→ **Obiettivi**
1. Nell'articolo sullo spettacolo "74 giorni sospesi", trova tutte le persone citate con nome e cognome e scrivile una per riga.
2. Mostra ogni riga dell'elenco in cui c'è la parola "column", copiandola così com'è.

→ **Estratto del documento**

┄┄┄┄┄┄┄┄┄┄

Per soli due giorni va in scena al Teatro Miela di Trieste “74 giorni sospesi – Il naufragio di Ambrogio Fogar e Mauro Mancini”

Data:

Trieste, Teatro Miela, 5 e 6 aprile 2018

“Ambrogio Fogar è uomo coraggioso, equilibrato, buono. Ci siamo fatti compagnia con grande fermezza d’animo e questo è già qualcosa.”

L’essenza di quel che avvenne tra il 19 gennaio e il 2 aprile 1978 sulla zattera che accolse Ambrogio Fogar e Mauro Mancini dopo il naufragio del Surprise (un 11 metri in legno del 1968) è forse in queste poche parole, scritte da Mancini alla moglie poco prima di morire ed è anche il distillato di “74 giorni sospesi” il libero adattamento realizzato da Luca Rodella da “La zattera” di Fogar stesso.

Con la stessa barca il non professionista della vela, nato a Milano ma di origini triestine aveva compiuto nel 1973, primo italiano nella storia, il giro del mondo in solitario “controvento”; fu  giudicato da molti anche in seguito, dopo altre imprese, uno “spaccone contaballe”, ma pure un novello Icaro meritevole di pagare per la propria Hybris l’arroganza di chi si mette contro le forze divine e naturali più grandi e potenti di qualsiasi mortale.

Quelle che a molti apparivano come bravate di un incosciente erano piuttosto espressione di un’urgenza, del bisogno di “misurare costantemente le proprie forze”, di cercare il rischio per potersi definire.

Al centro della scena è appesa una zattera gonfiabile, di quelle che in barca si spera di non dover mai aprire e due leggii sono disposti ai lati; tra essi due parti di scafo con funzione di sedili per Ivan Zerbinati (Ambrogio Fogar) e Alessandro Mizzi (Mauro Mancini) che rievocano con rispetto e attenzione la vicenda avvenuta quarant’anni fa a partire dalla partenza del primo da Castiglione della Pescaia passando per l’imbarco del secondo avvenuta a Mar del Plata in Argentina.

Il giornalista toscano, di tredici anni più anziano, aveva colto l’occasione per vivere per la prima volta un’avventura estrema sull’Oceano con l’intenzione di fotografare Capo Horn: avrebbe dovuto essere un “passaggio” fino a Ushuala per poi tornare indietro via terra e lasciare Fogar che prevedeva di circumnavigare da solo l’Antartide. Dopo una decina di giorni, a causa di un lieve danno allo scafo decisero di comune accordo di tornare indietro, ma furono attaccati da un branco di orche che colpirono lo scafo fino a squarciarlo.

┄┄┄┄┄┄┄┄┄┄

→ **Elenco**
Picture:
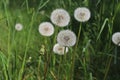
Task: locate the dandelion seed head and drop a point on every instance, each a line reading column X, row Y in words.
column 66, row 38
column 116, row 38
column 58, row 49
column 82, row 14
column 60, row 17
column 46, row 29
column 18, row 27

┄┄┄┄┄┄┄┄┄┄

→ **Risposte per compito**
1.
Ambrogio Fogar
Mauro Mancini
Luca Rodella
Ivan Zerbinati
Alessandro Mizzi

2.
Task: locate the dandelion seed head and drop a point on every instance, each a line reading column X, row Y in words.
column 66, row 38
column 116, row 38
column 58, row 49
column 82, row 14
column 60, row 17
column 46, row 29
column 18, row 27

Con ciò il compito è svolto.